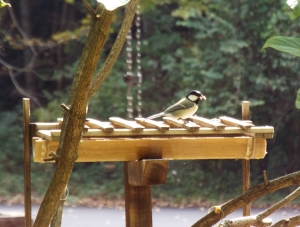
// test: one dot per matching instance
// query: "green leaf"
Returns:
(298, 100)
(285, 44)
(2, 4)
(297, 10)
(295, 5)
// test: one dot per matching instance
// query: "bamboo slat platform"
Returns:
(123, 140)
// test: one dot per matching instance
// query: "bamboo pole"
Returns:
(27, 165)
(245, 162)
(138, 205)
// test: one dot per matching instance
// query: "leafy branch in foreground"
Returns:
(290, 45)
(248, 197)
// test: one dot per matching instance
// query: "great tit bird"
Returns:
(183, 109)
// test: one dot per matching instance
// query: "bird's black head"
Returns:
(195, 96)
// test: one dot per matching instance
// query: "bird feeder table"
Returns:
(146, 146)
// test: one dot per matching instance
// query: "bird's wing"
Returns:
(181, 105)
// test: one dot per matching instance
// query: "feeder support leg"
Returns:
(246, 163)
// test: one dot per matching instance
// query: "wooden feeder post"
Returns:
(27, 166)
(246, 162)
(145, 146)
(138, 178)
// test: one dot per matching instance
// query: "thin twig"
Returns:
(291, 222)
(115, 50)
(265, 177)
(249, 196)
(88, 6)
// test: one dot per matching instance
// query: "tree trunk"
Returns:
(73, 123)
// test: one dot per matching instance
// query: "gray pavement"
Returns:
(162, 217)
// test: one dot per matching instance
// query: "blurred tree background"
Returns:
(210, 45)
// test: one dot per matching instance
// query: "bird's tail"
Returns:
(156, 115)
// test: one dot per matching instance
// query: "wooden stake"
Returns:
(138, 205)
(246, 163)
(27, 165)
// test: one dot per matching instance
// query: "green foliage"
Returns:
(213, 46)
(289, 45)
(298, 99)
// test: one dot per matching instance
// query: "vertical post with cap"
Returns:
(246, 162)
(27, 165)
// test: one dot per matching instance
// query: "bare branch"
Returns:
(90, 9)
(291, 222)
(116, 49)
(249, 196)
(261, 218)
(280, 204)
(265, 177)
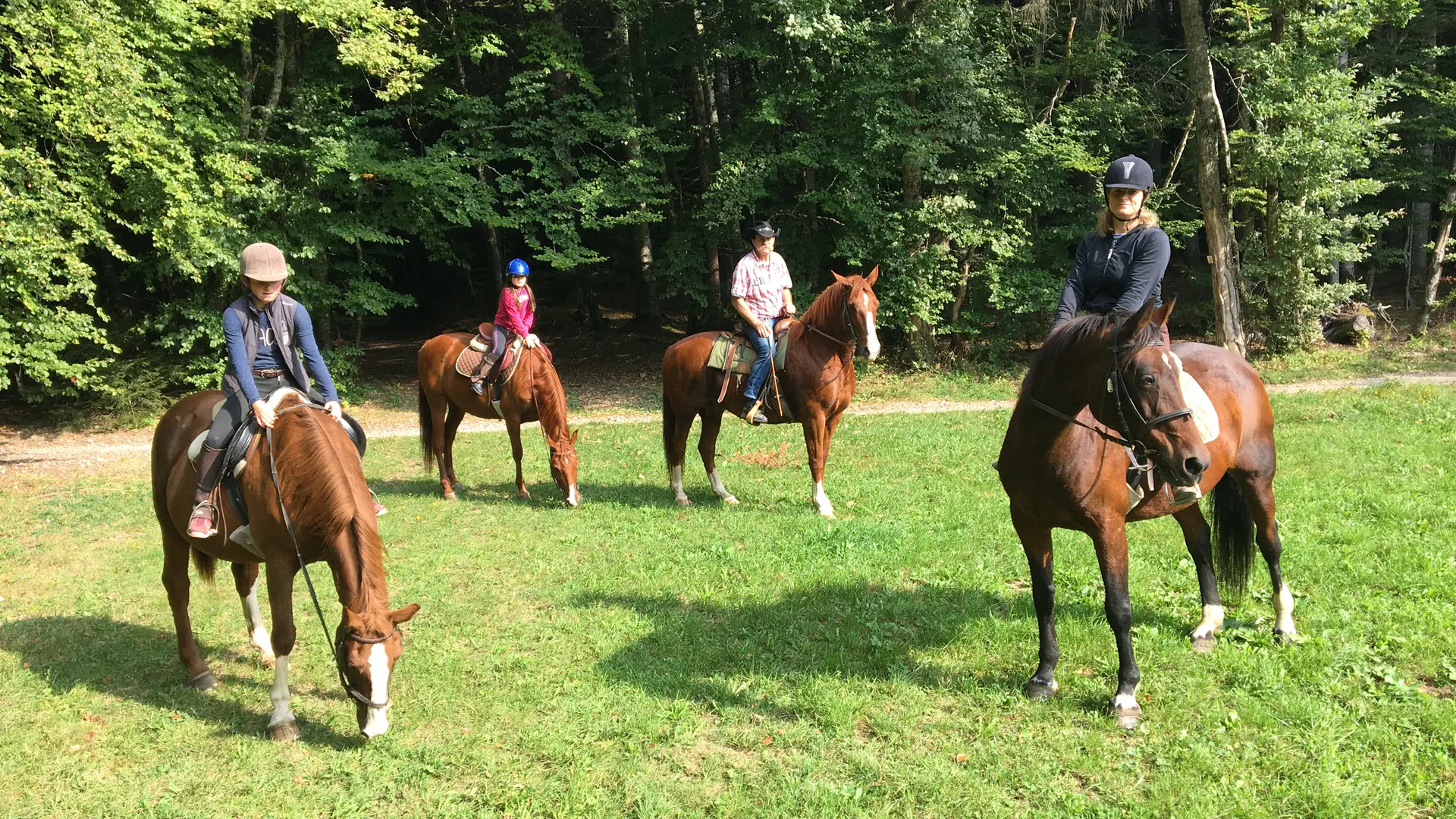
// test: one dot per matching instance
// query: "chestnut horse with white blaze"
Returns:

━━━━━━

## What you need to do
Among the lines above, find those with the string "tree" and copy them.

## Exercise output
// query: "tree trunk"
// query: "blurred tree background"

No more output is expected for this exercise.